■ **REQUIRED TASKS**
(a) In the passage about Robert Kerr, which 1961 bill of President Kennedy's did Kerr single-handedly arrange to defeat?
(b) Carry the passage about Robert Kerr and Kerr-McGee forward from its last sentence.

Top of EXTRACTED TEXT

Nuclear Power on Trial
There is a story that political reporters tell about Robert Kerr, the energy baron and U.S. senator who ran for president in 1952. He lost but he acted like he hadn’t, and he soon had people calling him the “uncrowned king of the Senate.” Almost all important legislation required his blessing. John Kennedy learned that the hard way in 1961 when Kerr single-handedly arranged the defeat of the young president’s prized Medicare bill.
Kerr was an Oklahoman and a big-business Democrat and he made no secret of his distaste for Kennedy’s liberal, Ivy League politics. So J.F.K.’s supporters were stunned a short while later when the president suddenly agreed to fly to Oklahoma to help Kerr cut a ribbon for a desolate stretch of highway in the Kiamichi Mountains.
Oklahoma’s governor at the time, Howard Edmondson, the only state official to defy Kerr and back Kennedy in the 1960 race, called the White House to make sure he’d heard right. “Why the hell is the president of the United States coming to Oklahoma for such a bush-league event?” Edmondson wanted to know.
Kennedy’s reply was to the point. “I’m coming to Oklahoma,” he explained, “to kiss Bob Kerr’s ass.”
Kerr died fifteen years ago, but his stature was such that even today little of consequence happens in Oklahoma without some similar concession to his ghost. Kerr’s influence lives on through his company, Kerr-McGee Corporation, an energy conglomerate that made him a multimillionaire, gave clout to his political aspirations and ranks as one of Fortune‘s top 200 companies, with assets of $1.2 billion in oil, uranium, potash, helium, coal and asphalt.
A big, hearty man, Kerr was devoted to being first at what he did. He was the first native-born Oklahoma governor, an ambition he set openly while still a struggling lawyer only a few years departed from the log cabin where he grew up. And though he failed to become the first president from Oklahoma, he was one of Washington’s all-time power mongers in terms of getting things done and making others do them.
Kerr’s oil company was the first to expand into uranium, and, thanks in part to the senator’s royal presence on Capitol Hill, it became a nuclear industry leader and the country’s number one uranium producer.

Bottom of EXTRACTED TEXT
Top of SOURCE INFORMATION

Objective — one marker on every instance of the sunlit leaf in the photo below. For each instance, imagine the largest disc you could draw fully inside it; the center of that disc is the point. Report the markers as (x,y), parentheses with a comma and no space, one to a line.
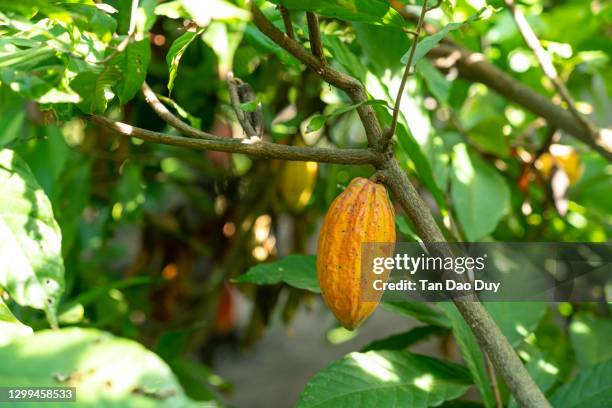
(298,271)
(31,265)
(591,388)
(480,195)
(385,379)
(101,366)
(177,49)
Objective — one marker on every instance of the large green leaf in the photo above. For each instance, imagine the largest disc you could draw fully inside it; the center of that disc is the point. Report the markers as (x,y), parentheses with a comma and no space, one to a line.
(31,265)
(427,43)
(385,379)
(471,353)
(591,338)
(295,270)
(591,388)
(107,371)
(177,49)
(10,326)
(366,11)
(95,88)
(133,63)
(517,319)
(402,341)
(480,195)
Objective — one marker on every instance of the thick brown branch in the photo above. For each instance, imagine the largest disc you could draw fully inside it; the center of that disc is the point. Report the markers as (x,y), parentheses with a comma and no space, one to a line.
(546,64)
(474,67)
(287,22)
(485,330)
(400,92)
(252,146)
(350,85)
(314,35)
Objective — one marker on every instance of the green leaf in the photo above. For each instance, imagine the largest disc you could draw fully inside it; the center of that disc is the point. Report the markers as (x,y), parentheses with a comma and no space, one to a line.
(298,271)
(367,11)
(438,85)
(250,106)
(106,370)
(410,146)
(193,120)
(418,310)
(385,379)
(517,319)
(177,49)
(427,43)
(31,264)
(95,88)
(318,121)
(10,326)
(470,351)
(591,337)
(591,388)
(404,340)
(480,195)
(133,63)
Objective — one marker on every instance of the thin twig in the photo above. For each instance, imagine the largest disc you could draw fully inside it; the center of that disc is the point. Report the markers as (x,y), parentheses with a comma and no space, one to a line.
(233,84)
(547,65)
(491,371)
(253,146)
(389,134)
(130,36)
(158,107)
(314,35)
(287,22)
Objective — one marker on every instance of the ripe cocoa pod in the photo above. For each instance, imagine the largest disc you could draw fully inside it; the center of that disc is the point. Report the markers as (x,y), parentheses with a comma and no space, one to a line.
(361,214)
(297,182)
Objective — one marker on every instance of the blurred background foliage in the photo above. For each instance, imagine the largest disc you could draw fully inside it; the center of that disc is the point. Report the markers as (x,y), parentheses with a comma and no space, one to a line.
(151,235)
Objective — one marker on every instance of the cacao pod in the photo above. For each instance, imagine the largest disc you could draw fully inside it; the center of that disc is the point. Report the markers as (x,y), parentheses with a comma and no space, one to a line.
(361,214)
(297,183)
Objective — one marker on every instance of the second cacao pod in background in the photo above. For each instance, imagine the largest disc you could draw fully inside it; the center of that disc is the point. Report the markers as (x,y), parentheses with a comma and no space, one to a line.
(297,182)
(361,214)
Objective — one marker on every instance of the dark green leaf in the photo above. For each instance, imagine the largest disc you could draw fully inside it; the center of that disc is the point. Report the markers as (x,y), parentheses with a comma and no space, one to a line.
(480,195)
(471,353)
(591,388)
(133,63)
(385,379)
(298,271)
(367,11)
(177,49)
(427,43)
(420,311)
(591,338)
(404,340)
(31,264)
(106,368)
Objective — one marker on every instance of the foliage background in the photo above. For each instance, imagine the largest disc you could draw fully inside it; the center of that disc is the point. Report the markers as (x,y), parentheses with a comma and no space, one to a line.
(151,235)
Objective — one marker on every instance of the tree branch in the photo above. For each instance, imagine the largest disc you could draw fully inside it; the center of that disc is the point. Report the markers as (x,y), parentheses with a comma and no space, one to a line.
(474,67)
(130,36)
(252,146)
(168,117)
(546,64)
(348,84)
(389,134)
(314,35)
(287,22)
(488,335)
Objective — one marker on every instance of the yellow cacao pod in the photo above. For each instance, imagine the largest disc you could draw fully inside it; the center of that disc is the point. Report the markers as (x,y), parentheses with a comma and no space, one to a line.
(361,214)
(297,183)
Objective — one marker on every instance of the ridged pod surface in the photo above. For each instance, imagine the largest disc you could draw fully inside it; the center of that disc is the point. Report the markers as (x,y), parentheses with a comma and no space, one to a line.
(361,214)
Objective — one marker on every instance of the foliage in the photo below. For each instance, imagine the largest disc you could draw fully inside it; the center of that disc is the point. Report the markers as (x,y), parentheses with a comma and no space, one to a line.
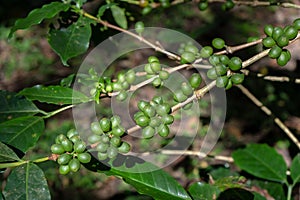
(105,148)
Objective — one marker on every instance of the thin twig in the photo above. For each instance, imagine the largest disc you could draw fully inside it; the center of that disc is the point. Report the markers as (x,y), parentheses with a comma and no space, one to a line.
(266,110)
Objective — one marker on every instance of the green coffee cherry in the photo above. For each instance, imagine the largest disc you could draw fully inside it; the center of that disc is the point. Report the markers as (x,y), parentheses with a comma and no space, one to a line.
(283,59)
(237,78)
(118,131)
(222,81)
(268,42)
(268,30)
(206,51)
(57,149)
(95,127)
(221,69)
(139,27)
(235,63)
(79,147)
(218,43)
(167,119)
(112,152)
(124,148)
(84,157)
(94,139)
(130,77)
(275,52)
(102,156)
(142,121)
(195,80)
(282,41)
(179,96)
(163,130)
(105,124)
(148,132)
(191,48)
(187,57)
(67,145)
(74,165)
(212,74)
(291,32)
(64,159)
(115,141)
(163,109)
(102,147)
(186,89)
(64,169)
(71,133)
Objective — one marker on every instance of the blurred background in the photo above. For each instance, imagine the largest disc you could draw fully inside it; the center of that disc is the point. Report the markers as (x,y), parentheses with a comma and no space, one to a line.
(27,60)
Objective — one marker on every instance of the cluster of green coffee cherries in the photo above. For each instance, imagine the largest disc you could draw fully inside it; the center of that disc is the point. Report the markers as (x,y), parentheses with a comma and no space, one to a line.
(154,68)
(71,152)
(277,38)
(227,5)
(106,138)
(154,117)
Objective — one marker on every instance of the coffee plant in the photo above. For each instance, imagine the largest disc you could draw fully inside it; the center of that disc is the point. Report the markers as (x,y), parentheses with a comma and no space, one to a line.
(108,144)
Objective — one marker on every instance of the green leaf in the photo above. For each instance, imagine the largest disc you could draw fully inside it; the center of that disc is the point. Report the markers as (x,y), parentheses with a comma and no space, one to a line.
(22,132)
(274,189)
(295,169)
(119,16)
(72,41)
(38,15)
(103,8)
(203,191)
(12,106)
(54,94)
(262,161)
(7,154)
(146,178)
(27,182)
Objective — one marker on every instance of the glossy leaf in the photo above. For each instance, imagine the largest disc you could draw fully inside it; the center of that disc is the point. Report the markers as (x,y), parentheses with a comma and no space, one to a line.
(22,132)
(27,182)
(119,16)
(38,15)
(103,8)
(71,41)
(7,154)
(202,191)
(54,94)
(12,106)
(295,169)
(147,178)
(262,161)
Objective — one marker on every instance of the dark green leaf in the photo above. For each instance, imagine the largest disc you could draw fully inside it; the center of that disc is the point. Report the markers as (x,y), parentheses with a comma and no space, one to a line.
(72,41)
(119,16)
(54,94)
(147,178)
(12,106)
(27,182)
(22,132)
(203,191)
(38,15)
(274,189)
(7,154)
(262,161)
(103,8)
(295,169)
(236,194)
(67,82)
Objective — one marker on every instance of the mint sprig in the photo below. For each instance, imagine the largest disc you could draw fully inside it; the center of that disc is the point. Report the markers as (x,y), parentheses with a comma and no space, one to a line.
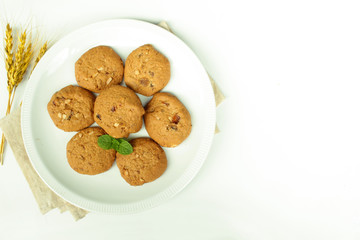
(119,144)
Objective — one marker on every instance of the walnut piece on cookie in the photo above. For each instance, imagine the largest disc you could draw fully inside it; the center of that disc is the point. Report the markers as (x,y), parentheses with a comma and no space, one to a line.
(118,110)
(72,108)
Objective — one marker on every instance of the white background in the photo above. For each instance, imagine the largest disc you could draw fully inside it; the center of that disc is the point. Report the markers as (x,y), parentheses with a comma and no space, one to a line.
(286,164)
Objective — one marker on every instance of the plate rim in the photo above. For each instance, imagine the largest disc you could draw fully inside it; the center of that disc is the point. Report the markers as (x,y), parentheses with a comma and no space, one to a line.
(123,208)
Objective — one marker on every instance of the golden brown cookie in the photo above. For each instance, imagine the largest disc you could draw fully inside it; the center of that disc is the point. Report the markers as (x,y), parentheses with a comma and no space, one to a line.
(118,111)
(146,163)
(85,156)
(72,108)
(167,120)
(147,71)
(99,68)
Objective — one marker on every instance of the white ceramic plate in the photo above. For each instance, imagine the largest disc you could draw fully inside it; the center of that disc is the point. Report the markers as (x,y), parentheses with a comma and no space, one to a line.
(108,192)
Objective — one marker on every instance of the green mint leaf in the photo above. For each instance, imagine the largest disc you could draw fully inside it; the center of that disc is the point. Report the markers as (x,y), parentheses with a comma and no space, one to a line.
(124,147)
(120,145)
(105,142)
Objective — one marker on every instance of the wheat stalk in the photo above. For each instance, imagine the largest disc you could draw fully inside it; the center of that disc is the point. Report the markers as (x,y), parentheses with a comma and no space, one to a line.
(42,51)
(16,64)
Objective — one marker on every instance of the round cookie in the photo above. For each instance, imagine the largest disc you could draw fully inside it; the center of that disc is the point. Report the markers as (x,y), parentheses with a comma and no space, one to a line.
(167,120)
(145,164)
(85,156)
(99,68)
(72,108)
(147,71)
(118,111)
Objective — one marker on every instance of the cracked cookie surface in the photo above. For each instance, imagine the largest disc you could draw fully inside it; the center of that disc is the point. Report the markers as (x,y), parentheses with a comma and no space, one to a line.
(72,108)
(145,164)
(118,110)
(147,71)
(85,156)
(99,68)
(167,120)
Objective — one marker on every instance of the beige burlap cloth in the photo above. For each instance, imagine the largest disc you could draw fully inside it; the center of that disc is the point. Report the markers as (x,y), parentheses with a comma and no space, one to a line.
(44,196)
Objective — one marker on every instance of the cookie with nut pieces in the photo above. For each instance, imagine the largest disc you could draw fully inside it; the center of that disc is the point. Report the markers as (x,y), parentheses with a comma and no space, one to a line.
(72,108)
(99,68)
(147,71)
(85,156)
(145,164)
(118,110)
(167,120)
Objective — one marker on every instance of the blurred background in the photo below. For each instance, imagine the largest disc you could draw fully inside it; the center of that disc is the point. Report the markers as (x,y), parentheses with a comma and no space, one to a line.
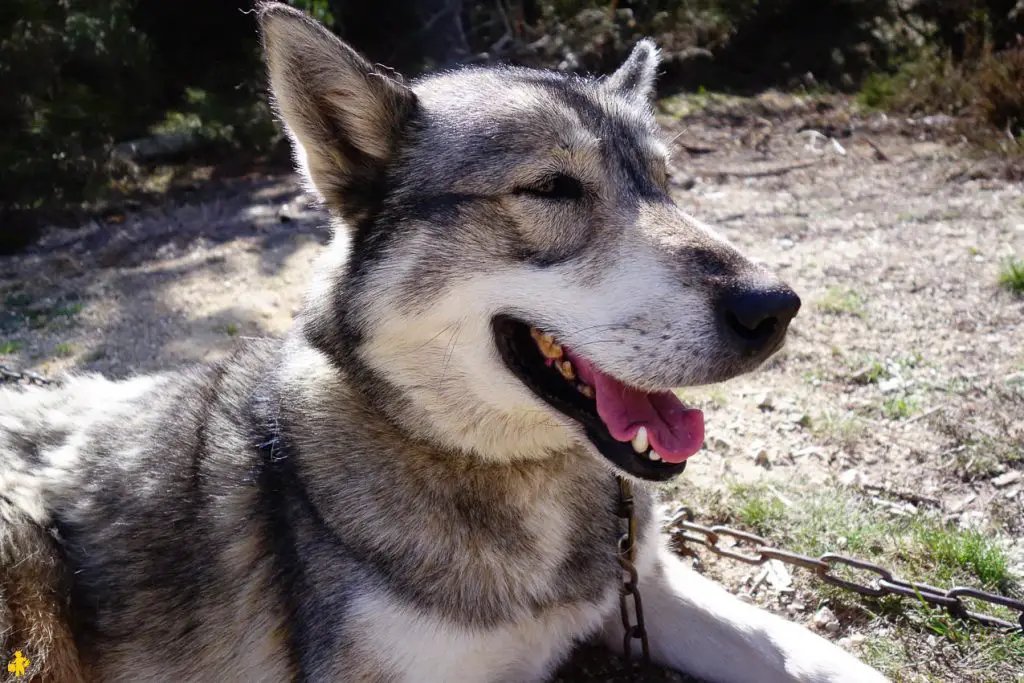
(113,99)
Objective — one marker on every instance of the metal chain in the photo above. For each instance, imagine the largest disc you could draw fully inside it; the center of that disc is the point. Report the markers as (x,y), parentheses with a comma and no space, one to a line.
(761,550)
(630,588)
(9,376)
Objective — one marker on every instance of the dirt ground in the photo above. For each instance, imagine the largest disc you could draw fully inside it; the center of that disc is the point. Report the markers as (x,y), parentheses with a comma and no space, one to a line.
(903,374)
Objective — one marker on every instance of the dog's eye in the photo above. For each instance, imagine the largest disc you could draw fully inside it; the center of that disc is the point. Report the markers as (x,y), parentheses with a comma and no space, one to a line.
(558,186)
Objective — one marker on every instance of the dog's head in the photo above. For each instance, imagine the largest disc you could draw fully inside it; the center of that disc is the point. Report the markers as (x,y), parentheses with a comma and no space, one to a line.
(508,258)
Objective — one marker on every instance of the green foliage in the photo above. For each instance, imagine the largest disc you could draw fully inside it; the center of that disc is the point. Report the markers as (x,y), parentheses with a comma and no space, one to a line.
(1012,275)
(81,76)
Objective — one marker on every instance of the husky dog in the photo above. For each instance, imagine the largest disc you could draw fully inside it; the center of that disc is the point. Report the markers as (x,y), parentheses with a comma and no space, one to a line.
(420,482)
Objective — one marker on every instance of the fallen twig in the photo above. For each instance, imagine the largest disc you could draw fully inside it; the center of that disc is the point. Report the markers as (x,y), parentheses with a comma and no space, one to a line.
(922,416)
(903,495)
(879,153)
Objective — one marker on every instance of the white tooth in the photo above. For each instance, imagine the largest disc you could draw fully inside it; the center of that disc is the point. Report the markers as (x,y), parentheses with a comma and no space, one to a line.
(640,443)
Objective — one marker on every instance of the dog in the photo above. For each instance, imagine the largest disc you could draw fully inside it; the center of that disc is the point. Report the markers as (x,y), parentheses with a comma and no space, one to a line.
(421,482)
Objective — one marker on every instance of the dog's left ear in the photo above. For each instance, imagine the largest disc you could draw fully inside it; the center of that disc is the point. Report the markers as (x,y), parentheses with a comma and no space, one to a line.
(635,79)
(345,116)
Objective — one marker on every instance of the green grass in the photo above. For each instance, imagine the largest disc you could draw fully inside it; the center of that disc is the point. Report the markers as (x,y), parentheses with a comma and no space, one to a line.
(1012,275)
(918,547)
(842,301)
(20,310)
(899,408)
(10,346)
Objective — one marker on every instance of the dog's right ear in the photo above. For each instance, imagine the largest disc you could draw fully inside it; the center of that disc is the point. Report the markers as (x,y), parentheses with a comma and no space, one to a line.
(343,115)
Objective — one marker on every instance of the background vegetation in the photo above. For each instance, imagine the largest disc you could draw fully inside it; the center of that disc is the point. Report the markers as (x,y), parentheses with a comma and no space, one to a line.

Bottom of SOURCE INFORMATION

■ **TASK-BY-TASK OUTPUTS**
(a) Kennedy's Medicare bill.

(b)
Unhappily for Kerr-McGee, the company is currently facing another, less inspiring “first.” It is expected to enter a federal courtroom in June as the first nuclear firm to go on trial for its safety and security record, a circumstance of extended implications. At issue is Kerr-McGee’s handling of deadly radioactive materials. At stake is the company’s prestige and profits and, more importantly, the nuclear industry’s already troubled image.
The trial of Kerr-McGee promises to give new and urgent prominence to a number of questions that have been recent fare for television talk shows and Washington lunches. Are energy companies telling us the truth about nuclear fission’s unpredictable ways? Has technology mastered the sinister dangers of plutonium, which can cause cancer and blow up cities with equal facility? Is it protected from thieves? Are we protected from it?
The plaintiffs in the case are the father and children of Karen Silkwood, a young lab analyst who died in a suspicious car crash in November 1974 during an investigation of health, safety and record-keeping problems at the Kerr-McGee plant where she worked. The lawsuit seeks a vindication for her unfinished investigation, accuses the company of being deliberately callous, sloppy and negligent in the way it operated, and asks for $2.5 million in damages.
Kerr-McGee denies the allegations, but the final decision will be left to a jury of twelve Oklahomans. Their verdict, no matter how narrowly the legal system defines it, could have a powerful impact on the credibility of the nuclear industry and on people’s faith in a nuclear future.